● Exercise brief
What lines in the following entries hold the word "cumulus"? Copy each one.

(Beginning of Material for this task)

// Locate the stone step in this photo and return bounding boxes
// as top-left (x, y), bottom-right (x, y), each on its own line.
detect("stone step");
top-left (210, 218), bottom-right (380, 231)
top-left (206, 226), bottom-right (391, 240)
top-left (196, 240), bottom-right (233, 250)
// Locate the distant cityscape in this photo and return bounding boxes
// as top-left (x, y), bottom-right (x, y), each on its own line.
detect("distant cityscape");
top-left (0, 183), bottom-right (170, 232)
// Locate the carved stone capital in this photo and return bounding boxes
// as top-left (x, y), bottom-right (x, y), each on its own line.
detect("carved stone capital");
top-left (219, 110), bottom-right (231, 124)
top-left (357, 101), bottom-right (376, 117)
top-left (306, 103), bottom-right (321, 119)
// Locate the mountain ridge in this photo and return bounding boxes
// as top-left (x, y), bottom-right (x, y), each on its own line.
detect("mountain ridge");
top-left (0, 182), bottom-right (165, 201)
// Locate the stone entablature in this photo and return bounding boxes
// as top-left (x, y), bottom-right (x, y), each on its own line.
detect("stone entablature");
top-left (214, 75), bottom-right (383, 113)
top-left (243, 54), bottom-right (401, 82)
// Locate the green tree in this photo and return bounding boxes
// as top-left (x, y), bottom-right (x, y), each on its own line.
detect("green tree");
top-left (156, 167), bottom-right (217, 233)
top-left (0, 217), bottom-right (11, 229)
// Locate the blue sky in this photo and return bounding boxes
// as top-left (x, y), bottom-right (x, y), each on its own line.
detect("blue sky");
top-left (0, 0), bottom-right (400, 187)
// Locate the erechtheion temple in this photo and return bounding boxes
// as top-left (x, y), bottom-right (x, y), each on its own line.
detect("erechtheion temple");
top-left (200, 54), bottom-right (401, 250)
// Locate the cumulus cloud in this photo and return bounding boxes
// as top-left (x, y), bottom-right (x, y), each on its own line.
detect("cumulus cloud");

(End of Material for this task)

● Reply to the task
// Locate the cumulus cloud in this photo and return bounding boxes
detect("cumulus cloud");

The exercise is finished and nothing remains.